#### [Exercise inputs]

□ □ □ □ □ □ □

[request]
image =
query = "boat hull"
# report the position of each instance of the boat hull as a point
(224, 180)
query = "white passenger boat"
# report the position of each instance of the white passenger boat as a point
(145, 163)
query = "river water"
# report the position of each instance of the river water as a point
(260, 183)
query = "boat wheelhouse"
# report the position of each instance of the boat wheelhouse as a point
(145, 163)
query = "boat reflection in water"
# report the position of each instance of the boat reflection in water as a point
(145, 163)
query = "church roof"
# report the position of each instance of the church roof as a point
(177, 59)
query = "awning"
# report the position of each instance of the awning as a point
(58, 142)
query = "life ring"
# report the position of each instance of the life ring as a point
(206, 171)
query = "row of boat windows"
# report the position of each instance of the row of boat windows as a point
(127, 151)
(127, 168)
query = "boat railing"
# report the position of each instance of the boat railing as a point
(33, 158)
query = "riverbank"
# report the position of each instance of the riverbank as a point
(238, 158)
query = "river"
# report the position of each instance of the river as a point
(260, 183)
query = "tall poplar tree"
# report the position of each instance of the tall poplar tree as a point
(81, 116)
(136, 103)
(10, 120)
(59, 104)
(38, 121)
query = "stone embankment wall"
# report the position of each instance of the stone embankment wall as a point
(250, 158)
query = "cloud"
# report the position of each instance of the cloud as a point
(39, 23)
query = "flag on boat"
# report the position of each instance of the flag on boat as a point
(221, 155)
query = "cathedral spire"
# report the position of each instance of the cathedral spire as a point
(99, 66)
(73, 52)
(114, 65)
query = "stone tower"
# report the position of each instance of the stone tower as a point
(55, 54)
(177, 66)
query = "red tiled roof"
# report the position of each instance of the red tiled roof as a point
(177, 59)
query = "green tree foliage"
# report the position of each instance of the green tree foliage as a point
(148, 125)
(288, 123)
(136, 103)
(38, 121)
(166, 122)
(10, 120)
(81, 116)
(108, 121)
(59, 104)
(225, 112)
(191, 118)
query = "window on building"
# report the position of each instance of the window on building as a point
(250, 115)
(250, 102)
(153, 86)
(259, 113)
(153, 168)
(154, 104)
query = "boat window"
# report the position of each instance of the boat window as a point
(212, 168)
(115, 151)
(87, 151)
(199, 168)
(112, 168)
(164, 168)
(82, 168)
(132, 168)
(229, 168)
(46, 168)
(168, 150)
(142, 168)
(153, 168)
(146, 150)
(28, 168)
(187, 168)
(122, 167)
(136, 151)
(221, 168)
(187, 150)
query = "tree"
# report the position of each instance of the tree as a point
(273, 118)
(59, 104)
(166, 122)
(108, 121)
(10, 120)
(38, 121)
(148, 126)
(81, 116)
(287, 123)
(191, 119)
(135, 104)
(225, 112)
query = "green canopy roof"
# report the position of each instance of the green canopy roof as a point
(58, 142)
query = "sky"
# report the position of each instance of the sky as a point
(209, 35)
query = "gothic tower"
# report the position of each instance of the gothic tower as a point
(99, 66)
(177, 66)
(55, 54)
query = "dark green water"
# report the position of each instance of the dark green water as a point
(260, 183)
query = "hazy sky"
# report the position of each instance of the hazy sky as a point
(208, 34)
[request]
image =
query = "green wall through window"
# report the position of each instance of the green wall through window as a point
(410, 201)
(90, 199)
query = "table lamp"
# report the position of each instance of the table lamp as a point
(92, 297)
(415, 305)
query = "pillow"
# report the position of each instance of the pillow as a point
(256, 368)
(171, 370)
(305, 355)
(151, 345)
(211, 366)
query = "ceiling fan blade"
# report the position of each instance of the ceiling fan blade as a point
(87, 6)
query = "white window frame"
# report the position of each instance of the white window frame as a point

□ □ □ □ □ □ □

#### [What you will do]
Please give each line above again, word for word.

#### [Answer to this exercise]
[request]
image =
query = "boat hull"
# report the position of each instance of the boat hull as a point
(224, 180)
query = "white passenger boat"
# report the position of each instance of the white passenger boat as a point
(145, 163)
query = "river water"
# report the position of each instance of the river water as a point
(260, 183)
query = "boat wheelhouse"
# report the position of each instance of the boat wheelhouse as a point
(145, 163)
query = "boat reflection in water"
# report the position of each instance of the boat reflection in water as a point
(145, 163)
query = "church roof"
# report the position of each instance of the church roof as a point
(177, 59)
query = "awning"
# report the position of each instance of the awning as a point
(58, 142)
query = "life ring"
# report the position of each instance of the life ring as a point
(206, 171)
query = "row of boat windows"
# report the position of each instance of the row of boat windows as a point
(127, 151)
(127, 168)
query = "boat railing"
# report the position of each instance of the boat railing as a point
(33, 158)
query = "riverbank"
# report the position of each instance of the riverbank as a point
(238, 158)
query = "river"
# report the position of each instance of the river as a point
(260, 183)
query = "tall poplar tree"
# report the position of each instance of the tall poplar tree as a point
(81, 116)
(136, 103)
(10, 120)
(59, 104)
(38, 121)
query = "stone embankment wall"
# report the position of each instance of the stone embankment wall as a point
(250, 158)
query = "cloud"
# report the position of each instance of the cloud as a point
(39, 23)
query = "flag on boat"
# report the position of each instance of the flag on boat as a point
(221, 155)
query = "cathedral spire"
# report the position of each instance of the cathedral spire as a point
(99, 66)
(73, 52)
(114, 65)
query = "stone tower"
# report the position of each instance of the stone tower as a point
(55, 54)
(177, 66)
query = "red tiled roof"
# report the position of each instance of the red tiled roof as a point
(177, 59)
query = "green tree foliage"
# report the position of each instance of the green tree foliage as a point
(148, 125)
(288, 123)
(136, 103)
(38, 121)
(166, 122)
(10, 120)
(81, 116)
(108, 121)
(59, 104)
(225, 112)
(191, 118)
query = "window on building"
# report the position of each instance of the window on building as a point
(250, 115)
(250, 102)
(153, 86)
(259, 113)
(153, 168)
(154, 104)
query = "boat window"
# report the position of each instance of the boat window as a point
(212, 168)
(115, 151)
(87, 151)
(199, 168)
(112, 168)
(164, 168)
(82, 168)
(132, 168)
(229, 168)
(46, 168)
(168, 150)
(142, 168)
(153, 168)
(146, 150)
(28, 168)
(187, 168)
(122, 167)
(136, 151)
(221, 168)
(187, 150)
query = "tree"
# report the position of each instance of the tree as a point
(273, 118)
(59, 104)
(166, 122)
(108, 121)
(10, 120)
(38, 121)
(148, 126)
(81, 116)
(287, 123)
(191, 119)
(135, 104)
(225, 112)
query = "green canopy roof"
# report the position of each instance of the green canopy roof as a point
(58, 142)
query = "sky"
# report the position of each instance of the sky as a point
(209, 35)
query = "gothic tower"
# report the position of each instance of the gothic tower as a point
(99, 66)
(177, 66)
(55, 54)
query = "dark green water"
# report the position of each instance of the dark green water as a point
(260, 183)
query = "hazy sky"
# report the position of each instance of the hazy sky as a point
(208, 34)
[request]
image =
query = "green wall through window"
# report the position of each instance of the green wall through window as a point
(410, 201)
(90, 199)
query = "table lamp"
# report the position of each instance of the table lamp as a point
(92, 297)
(415, 305)
query = "pillow"
# report the position of each instance of the pillow as a point
(256, 368)
(171, 370)
(305, 355)
(151, 345)
(211, 366)
query = "ceiling fan blade"
# report the position of each instance of the ceiling fan blade as a point
(87, 6)
query = "white window frame"
# report the position of each instance of the white window frame as a point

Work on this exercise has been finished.